- _Work item_
Without the pictures, give the listing below again exactly.
---------- Dataset extract
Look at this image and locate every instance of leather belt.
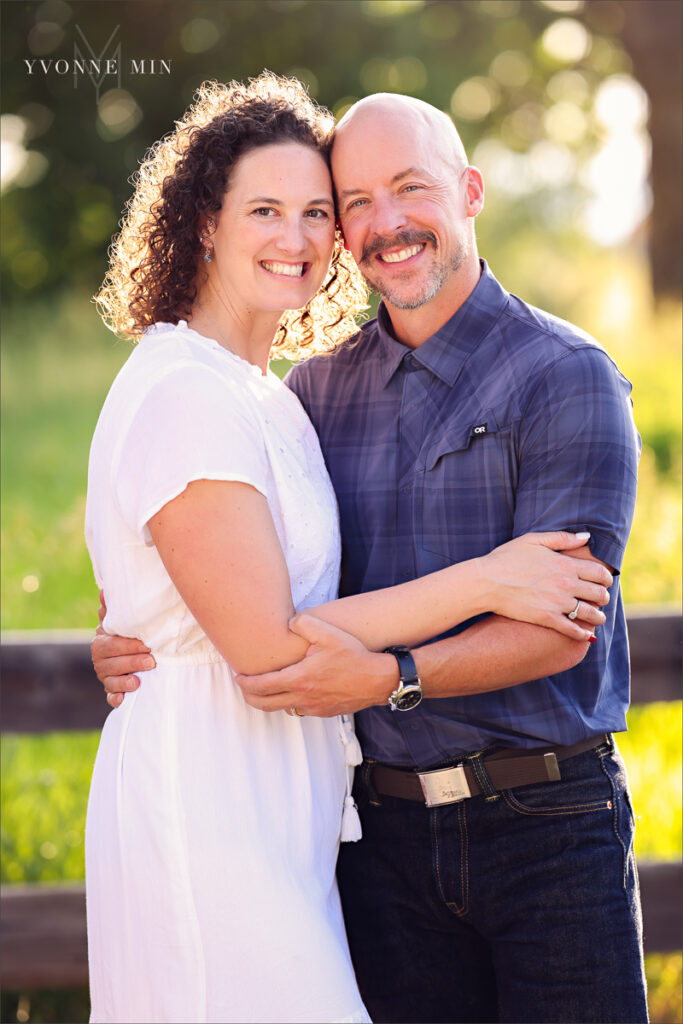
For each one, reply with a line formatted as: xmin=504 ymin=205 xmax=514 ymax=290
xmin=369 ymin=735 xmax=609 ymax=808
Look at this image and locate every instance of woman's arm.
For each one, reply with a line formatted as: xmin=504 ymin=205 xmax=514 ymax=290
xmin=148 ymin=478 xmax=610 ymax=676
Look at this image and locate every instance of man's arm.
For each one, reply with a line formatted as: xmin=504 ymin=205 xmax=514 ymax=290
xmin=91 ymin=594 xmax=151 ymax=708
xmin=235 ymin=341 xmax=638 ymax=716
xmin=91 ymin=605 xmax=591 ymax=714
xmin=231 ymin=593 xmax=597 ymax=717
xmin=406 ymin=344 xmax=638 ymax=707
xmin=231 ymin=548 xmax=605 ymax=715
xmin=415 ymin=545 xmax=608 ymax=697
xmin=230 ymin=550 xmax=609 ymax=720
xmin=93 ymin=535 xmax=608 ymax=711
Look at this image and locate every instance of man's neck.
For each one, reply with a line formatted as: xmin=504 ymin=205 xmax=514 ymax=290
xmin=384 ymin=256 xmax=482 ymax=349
--------------------
- _Solution to the exercise_
Look at this image and locate every instance of leather belt.
For each one, reply with a line formatted as: xmin=504 ymin=205 xmax=514 ymax=290
xmin=369 ymin=735 xmax=609 ymax=808
Look at this image and locate every instance of woman's arm.
For each one, reply with a line formatted as: xmin=504 ymin=205 xmax=514 ymax=290
xmin=148 ymin=478 xmax=610 ymax=676
Look at this image and locate every instance of man's arm.
For each one, reply with a line formatted as: xmin=504 ymin=205 xmax=514 ymax=290
xmin=91 ymin=594 xmax=151 ymax=708
xmin=235 ymin=341 xmax=638 ymax=716
xmin=91 ymin=605 xmax=591 ymax=714
xmin=231 ymin=593 xmax=597 ymax=717
xmin=406 ymin=344 xmax=638 ymax=707
xmin=231 ymin=548 xmax=605 ymax=715
xmin=415 ymin=545 xmax=608 ymax=697
xmin=230 ymin=550 xmax=609 ymax=720
xmin=93 ymin=535 xmax=608 ymax=711
Look at this image and locate every instance of man's neck.
For each one, reply with a line formatted as: xmin=504 ymin=205 xmax=514 ymax=290
xmin=384 ymin=256 xmax=482 ymax=349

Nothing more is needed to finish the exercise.